## Extract
● ● ● ●
-
Notifications
You must be signed in to change notification settings - Fork 0
Linear B
Linear B is the deciphered Aegean syllabary — it writes Mycenaean Greek, the earliest
attested form of the language (roughly 1400–1200 BC, on clay tablets from Knossos, Pylos, Thebes
and elsewhere). pyaegean reads it through the same Script plugin model as
Linear A: a sign inventory, transliteration to phonetics, a bridge straight into the
Greek track, and the script-agnostic accounting check. Because Linear B is read,
the work here is verifiable rather than exploratory — when you ask for the Greek behind a
Mycenaean word, you get a real, source-attested equation, not a guess.
Use this page if you want to: turn a transliterated word like PO-ME into ποιμήν ("shepherd")
and its full LSJ entry; look up any of the 211 signs with its Bennett number and sound value;
load the whole DAMOS corpus (~5,900 tablets) and slice it by scribal hand, site, or object
class; or check a tablet's stated total against its items.
import aegean
from aegean.scripts.linearb import word_to_phonetic, greek_reading
aegean.registered_scripts() # ['cypriot', 'cyprominoan', 'greek', 'lineara', 'linearb']
word_to_phonetic("QA-SI-RE-U") # 'kwasireu' (gʷasileus, the ancestor of βασιλεύς)
greek_reading("PO-ME") # ('ποιμήν', 'shepherd')| Task | Python | CLI |
|---|---|---|
| Look up a sign | get_script("linearb").sign_inventory |
aegean sign linearb KA |
| Transliteration → sound | word_to_phonetic("WA-NA-KA") |
— (via bridge) |
| Read a word as Greek | greek_reading("PO-ME") |
aegean bridge linearb po-me |
| Full dictionary entry |
greek_reading → aegean.greek.gloss(lemma)
● ● ● ●
## Recorded information
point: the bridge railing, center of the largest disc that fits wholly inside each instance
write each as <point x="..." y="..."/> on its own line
● ● ● ●
## Work to do
Please mark each statement yes or no depending on whether the Linear B page agrees with it, and quote the words from the page that decide it. (a) Linear B writes Mycenaean Greek. (b) The DAMOS corpus holds roughly 2,000 tablets. (c) The page calls the Linear B work exploratory. The lines above come from a separate source.

## Answer below
(a) Yes: "it writes Mycenaean Greek"
(b) No: "load the whole DAMOS corpus (~5,900 tablets)"
(c) No: "the work here is verifiable rather than exploratory"